WHAT TO WORK ON:
Count how many lines of the material below have the word "structure" and give only the number.

RECORDS PROVIDED:
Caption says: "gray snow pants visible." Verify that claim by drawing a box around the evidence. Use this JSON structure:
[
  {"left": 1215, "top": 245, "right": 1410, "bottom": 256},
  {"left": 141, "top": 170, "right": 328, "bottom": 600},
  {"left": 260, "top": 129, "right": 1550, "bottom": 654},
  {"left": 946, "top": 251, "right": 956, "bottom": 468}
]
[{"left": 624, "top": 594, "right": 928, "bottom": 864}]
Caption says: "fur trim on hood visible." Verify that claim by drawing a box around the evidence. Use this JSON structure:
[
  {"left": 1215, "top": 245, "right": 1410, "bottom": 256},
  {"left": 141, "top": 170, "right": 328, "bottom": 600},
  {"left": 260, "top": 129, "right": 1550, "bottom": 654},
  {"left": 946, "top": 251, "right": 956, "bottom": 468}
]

COMPLETED TASK:
2